* EXERCISE DIRECTIONS
Tally how many lines in the items below contain the word "black", and give only that number.

(Records for region labeling)
* Start *
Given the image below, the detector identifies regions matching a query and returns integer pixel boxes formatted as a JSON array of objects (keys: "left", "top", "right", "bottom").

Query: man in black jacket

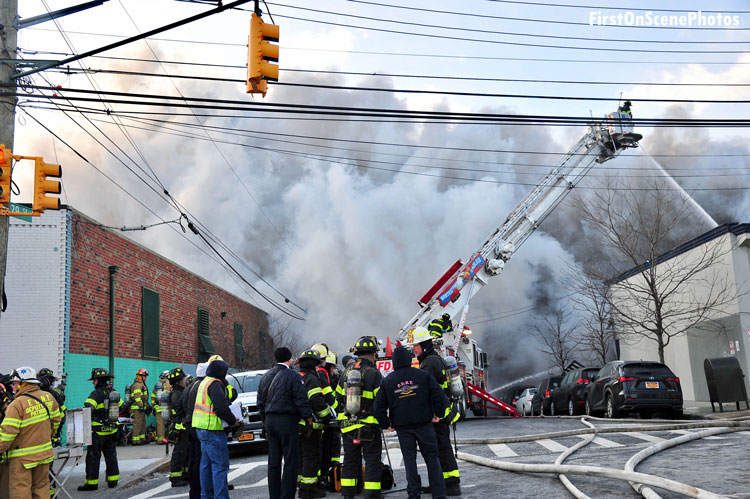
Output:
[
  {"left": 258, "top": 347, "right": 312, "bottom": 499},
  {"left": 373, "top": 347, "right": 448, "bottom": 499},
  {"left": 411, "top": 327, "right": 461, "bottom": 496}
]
* End *
* Start *
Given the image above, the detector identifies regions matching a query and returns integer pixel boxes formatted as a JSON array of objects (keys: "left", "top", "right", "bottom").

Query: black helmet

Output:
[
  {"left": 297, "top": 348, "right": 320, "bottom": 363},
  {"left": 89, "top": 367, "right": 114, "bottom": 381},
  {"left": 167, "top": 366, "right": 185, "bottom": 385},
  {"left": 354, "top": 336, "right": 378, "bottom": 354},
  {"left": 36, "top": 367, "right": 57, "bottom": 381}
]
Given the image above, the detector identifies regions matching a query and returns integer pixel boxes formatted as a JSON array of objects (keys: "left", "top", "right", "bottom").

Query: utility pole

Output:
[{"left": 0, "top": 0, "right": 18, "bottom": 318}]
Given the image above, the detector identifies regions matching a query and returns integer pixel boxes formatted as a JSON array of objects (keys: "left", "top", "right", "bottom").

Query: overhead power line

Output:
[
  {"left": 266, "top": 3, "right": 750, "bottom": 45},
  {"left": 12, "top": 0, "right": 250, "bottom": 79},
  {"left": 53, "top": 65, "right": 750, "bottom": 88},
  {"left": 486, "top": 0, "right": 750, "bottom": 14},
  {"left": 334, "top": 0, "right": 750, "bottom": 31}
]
* End *
* RESULT OF THIS TASK
2